(Data listing)
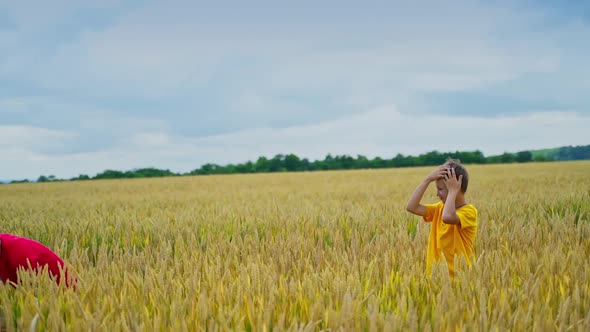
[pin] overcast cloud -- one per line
(121, 85)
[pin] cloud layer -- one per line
(91, 86)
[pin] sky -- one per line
(87, 86)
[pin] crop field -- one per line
(302, 251)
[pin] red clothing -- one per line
(18, 252)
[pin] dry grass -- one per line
(303, 251)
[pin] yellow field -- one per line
(303, 251)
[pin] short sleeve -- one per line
(430, 211)
(467, 216)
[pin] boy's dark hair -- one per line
(459, 170)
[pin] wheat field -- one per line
(302, 251)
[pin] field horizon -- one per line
(303, 251)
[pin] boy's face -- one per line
(441, 190)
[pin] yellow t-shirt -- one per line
(448, 239)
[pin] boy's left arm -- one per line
(449, 214)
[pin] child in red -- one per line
(18, 252)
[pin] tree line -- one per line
(293, 163)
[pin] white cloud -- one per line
(382, 132)
(30, 137)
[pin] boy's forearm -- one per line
(414, 201)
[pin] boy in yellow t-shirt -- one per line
(454, 222)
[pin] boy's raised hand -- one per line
(438, 173)
(450, 179)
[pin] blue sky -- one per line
(89, 86)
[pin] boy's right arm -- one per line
(413, 204)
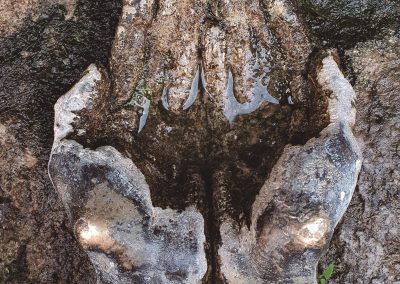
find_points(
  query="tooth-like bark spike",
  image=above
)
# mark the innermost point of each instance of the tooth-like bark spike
(203, 80)
(233, 108)
(164, 98)
(145, 114)
(193, 91)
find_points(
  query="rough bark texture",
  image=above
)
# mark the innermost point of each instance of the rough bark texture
(221, 61)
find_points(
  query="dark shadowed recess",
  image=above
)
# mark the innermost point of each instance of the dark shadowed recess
(38, 64)
(345, 23)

- [WHAT IS REQUIRED]: Write the lines of the items from the one containing "[pin] boy's raised hand -- one per line" through the end, inclusive, as a JSON list of strings with one string per line, omitting blank lines. Leave the pictures out of your answer.

- [FULL RESPONSE]:
[
  "[pin] boy's raised hand -- one per line",
  "(438, 173)",
  "(450, 179)",
  "[pin] blue sky -- one per line",
  "(89, 86)",
  "[pin] boy's right arm -- one per line",
  "(413, 204)",
  "find_points(",
  "  query=\"tooth-like bark spike\",",
  "  image=above",
  ")",
  "# mark the innermost point of each instance of the tooth-like bark spike",
  "(203, 80)",
  "(233, 108)",
  "(164, 98)",
  "(145, 114)",
  "(193, 91)",
  "find_points(",
  "  query=\"rough bark texture\",",
  "  image=above",
  ")",
  "# mark the innermost point of each instance of the rough bark texture",
  "(221, 61)",
  "find_points(",
  "  query=\"dark shadowed recess\",",
  "  image=above",
  ")",
  "# mark the innermost point of each instance of the dark shadowed recess",
  "(38, 64)",
  "(345, 23)"
]